** START OF EXCERPTED TEXT **

McKay quotes Peter Di Gangi further as saying of Clark, “He’s a
dangerous item... He’s bad for public optics” Then Mr. McKay cites one
of his many unattributed sources, detailing perhaps the most  serious
allegation of them all in the eyes of his Southam patrons.  Clark, we
learn,  has “helped to escalate land-claim legal costs in Canada.” Since
these alleged added costs are quite clearly not going to Clark himself,
why aren’t the sharks at the Law Societies urging him on?  Or maybe
there’s more to this plot that Mr. McKay has either been able to
ascertain or realize in his own grasp of how his reportage serves the
interests of the Indian business stalwarts he has chosen to interview
and vindicate.

** END OF EXCERPTED TEXT **
** START OF EXCERPTED RECORDS **

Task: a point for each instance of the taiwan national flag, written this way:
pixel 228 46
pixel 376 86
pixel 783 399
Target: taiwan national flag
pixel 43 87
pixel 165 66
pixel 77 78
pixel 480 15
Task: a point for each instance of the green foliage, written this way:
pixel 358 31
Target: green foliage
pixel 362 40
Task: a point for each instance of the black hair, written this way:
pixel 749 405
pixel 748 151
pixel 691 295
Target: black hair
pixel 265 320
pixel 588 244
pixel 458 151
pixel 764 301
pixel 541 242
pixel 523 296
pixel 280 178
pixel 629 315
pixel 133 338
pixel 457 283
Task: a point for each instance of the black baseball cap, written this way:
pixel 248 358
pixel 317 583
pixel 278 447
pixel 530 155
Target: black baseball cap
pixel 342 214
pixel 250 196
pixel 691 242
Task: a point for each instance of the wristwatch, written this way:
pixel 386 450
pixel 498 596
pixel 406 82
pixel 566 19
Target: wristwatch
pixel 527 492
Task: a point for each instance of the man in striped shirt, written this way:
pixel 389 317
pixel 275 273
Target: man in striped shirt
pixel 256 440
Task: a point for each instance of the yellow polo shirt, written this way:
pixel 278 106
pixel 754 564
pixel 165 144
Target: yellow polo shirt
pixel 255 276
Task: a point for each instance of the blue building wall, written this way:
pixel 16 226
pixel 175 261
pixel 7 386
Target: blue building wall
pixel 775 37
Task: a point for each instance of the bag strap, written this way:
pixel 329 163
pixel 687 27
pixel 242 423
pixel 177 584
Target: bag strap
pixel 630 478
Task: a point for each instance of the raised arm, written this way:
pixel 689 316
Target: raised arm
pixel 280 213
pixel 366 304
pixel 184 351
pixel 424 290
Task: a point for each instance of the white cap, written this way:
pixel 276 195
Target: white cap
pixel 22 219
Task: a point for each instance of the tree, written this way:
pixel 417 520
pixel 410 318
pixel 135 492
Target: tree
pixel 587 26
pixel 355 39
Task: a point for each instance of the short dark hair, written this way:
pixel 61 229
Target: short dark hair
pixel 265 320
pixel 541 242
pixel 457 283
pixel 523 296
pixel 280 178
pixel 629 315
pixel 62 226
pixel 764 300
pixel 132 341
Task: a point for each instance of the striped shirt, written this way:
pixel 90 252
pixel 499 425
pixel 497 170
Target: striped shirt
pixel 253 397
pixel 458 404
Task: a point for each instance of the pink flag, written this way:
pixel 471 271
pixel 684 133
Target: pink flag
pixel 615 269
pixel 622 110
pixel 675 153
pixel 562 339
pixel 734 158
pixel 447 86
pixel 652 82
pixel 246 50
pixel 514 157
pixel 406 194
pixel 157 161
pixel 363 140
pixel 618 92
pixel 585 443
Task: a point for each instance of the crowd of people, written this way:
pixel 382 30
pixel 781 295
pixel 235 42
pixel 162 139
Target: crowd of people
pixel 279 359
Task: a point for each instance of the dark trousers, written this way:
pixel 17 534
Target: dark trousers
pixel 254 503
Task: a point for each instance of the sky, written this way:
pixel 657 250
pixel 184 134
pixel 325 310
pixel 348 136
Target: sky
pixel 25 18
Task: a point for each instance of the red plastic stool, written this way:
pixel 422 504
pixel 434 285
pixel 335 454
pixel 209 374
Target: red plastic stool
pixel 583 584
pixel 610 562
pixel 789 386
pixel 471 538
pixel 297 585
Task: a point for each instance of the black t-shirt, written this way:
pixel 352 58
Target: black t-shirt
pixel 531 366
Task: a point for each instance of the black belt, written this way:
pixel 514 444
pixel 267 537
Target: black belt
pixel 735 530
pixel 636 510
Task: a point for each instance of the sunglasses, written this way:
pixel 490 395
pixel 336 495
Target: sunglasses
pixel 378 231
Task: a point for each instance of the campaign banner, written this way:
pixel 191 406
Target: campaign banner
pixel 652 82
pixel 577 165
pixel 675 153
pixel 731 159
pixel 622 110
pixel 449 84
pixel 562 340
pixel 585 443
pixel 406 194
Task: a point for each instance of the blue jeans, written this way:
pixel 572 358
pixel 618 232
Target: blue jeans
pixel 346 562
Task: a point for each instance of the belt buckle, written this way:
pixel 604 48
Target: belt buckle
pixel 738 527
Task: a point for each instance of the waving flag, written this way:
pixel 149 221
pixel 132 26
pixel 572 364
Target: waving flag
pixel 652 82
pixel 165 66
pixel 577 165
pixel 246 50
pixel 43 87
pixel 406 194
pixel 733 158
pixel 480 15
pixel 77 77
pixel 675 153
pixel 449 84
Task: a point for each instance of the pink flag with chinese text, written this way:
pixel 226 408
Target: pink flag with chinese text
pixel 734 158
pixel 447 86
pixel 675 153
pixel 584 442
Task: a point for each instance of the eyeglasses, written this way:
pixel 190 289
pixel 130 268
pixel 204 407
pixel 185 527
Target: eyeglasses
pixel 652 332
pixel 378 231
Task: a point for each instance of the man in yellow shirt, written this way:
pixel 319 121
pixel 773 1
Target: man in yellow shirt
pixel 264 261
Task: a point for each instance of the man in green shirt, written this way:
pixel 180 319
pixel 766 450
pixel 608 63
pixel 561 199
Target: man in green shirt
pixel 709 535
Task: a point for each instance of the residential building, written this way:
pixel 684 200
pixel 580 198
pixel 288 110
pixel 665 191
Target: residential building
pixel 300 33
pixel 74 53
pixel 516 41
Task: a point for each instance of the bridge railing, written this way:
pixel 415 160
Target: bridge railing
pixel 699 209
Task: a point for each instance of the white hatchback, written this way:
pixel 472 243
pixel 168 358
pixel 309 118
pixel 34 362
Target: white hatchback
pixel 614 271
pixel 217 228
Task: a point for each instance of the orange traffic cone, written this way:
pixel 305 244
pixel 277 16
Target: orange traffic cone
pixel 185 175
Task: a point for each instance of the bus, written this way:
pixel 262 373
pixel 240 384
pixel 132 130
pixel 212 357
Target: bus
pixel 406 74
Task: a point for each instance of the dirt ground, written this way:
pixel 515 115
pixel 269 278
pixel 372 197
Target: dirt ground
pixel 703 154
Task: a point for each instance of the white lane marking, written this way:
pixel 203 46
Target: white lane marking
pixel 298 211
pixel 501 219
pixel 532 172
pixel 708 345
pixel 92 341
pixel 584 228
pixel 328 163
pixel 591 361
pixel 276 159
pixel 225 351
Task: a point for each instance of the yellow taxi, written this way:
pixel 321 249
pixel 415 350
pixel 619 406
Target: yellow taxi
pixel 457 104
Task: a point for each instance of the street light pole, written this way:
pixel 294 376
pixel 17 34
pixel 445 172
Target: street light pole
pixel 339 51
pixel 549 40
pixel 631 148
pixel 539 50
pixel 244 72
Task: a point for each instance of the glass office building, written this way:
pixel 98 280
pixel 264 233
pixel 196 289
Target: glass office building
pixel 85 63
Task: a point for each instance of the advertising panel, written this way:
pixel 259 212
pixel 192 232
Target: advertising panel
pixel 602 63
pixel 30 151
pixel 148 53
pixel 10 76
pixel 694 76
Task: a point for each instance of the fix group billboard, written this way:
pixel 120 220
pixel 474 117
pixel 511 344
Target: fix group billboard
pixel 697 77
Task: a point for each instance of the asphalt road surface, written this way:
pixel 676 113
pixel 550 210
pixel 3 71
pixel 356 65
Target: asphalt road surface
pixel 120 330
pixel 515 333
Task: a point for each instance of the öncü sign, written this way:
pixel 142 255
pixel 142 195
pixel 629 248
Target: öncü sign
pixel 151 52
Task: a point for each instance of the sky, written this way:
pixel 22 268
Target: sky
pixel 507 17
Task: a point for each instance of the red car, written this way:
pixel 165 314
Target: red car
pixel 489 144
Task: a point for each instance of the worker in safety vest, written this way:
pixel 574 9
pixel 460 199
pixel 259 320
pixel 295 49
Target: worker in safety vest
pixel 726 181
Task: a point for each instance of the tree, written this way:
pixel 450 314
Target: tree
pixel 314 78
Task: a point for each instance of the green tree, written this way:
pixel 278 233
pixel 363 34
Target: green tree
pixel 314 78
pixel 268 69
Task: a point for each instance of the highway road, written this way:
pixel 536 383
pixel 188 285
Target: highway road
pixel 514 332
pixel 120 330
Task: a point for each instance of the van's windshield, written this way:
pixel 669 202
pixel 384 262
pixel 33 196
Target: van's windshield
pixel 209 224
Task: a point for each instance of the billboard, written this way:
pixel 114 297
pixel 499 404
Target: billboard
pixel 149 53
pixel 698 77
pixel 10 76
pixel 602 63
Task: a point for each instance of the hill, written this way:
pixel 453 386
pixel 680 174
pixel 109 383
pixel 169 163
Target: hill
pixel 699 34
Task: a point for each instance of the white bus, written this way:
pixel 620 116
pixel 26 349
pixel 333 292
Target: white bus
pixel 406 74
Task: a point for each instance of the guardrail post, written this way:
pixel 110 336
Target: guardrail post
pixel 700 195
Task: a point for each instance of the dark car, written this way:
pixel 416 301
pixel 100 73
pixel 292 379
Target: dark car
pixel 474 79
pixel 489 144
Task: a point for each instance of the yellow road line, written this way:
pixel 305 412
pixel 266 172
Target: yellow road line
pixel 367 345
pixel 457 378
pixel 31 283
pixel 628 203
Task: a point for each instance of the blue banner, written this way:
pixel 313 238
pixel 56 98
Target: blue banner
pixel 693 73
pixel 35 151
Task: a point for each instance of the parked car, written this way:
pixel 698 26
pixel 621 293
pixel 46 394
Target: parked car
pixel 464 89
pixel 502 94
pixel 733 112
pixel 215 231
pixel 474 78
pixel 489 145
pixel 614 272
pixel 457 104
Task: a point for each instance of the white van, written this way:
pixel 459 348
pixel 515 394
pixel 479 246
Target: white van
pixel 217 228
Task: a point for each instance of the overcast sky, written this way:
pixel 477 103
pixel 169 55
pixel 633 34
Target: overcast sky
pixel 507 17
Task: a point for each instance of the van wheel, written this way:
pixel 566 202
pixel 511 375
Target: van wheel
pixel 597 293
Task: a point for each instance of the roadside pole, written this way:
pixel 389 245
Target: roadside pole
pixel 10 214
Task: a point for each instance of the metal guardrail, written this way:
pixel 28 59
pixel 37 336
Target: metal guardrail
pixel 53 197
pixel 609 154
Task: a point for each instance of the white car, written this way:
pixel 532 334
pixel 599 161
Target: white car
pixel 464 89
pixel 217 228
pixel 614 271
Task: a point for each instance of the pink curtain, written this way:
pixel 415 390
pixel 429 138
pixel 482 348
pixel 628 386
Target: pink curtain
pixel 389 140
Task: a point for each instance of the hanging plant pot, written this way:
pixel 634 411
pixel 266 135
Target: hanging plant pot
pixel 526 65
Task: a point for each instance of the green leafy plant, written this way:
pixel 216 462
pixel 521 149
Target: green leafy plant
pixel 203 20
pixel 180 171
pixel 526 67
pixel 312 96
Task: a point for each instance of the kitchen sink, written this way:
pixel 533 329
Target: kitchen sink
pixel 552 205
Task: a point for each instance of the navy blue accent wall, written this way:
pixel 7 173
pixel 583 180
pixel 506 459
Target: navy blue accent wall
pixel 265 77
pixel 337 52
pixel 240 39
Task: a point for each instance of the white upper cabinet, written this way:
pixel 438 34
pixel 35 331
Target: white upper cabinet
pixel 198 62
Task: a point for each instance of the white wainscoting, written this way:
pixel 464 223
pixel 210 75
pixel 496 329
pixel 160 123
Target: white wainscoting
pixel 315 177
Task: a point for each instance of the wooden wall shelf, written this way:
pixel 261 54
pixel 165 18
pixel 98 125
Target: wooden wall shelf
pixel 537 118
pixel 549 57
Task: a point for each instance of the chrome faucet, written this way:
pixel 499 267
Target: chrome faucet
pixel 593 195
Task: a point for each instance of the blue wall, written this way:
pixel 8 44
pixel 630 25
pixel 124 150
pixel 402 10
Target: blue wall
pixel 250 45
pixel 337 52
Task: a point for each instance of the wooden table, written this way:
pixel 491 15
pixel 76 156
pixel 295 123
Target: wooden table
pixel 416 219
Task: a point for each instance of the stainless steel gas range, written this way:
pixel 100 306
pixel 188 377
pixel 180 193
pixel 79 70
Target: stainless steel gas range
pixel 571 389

** END OF EXCERPTED RECORDS **

**WHAT THIS TASK INVOLVES:** From the excerpt on McKay's reporting, return the words starting with "McKay quotes Peter" and going on through "and vindicate.". The rows are separate material and don't belong to the excerpt on McKay's reporting.

**OUTPUT BELOW:**
McKay quotes Peter Di Gangi further as saying of Clark, “He’s a
dangerous item... He’s bad for public optics” Then Mr. McKay cites one
of his many unattributed sources, detailing perhaps the most  serious
allegation of them all in the eyes of his Southam patrons.  Clark, we
learn,  has “helped to escalate land-claim legal costs in Canada.” Since
these alleged added costs are quite clearly not going to Clark himself,
why aren’t the sharks at the Law Societies urging him on?  Or maybe
there’s more to this plot that Mr. McKay has either been able to
ascertain or realize in his own grasp of how his reportage serves the
interests of the Indian business stalwarts he has chosen to interview
and vindicate.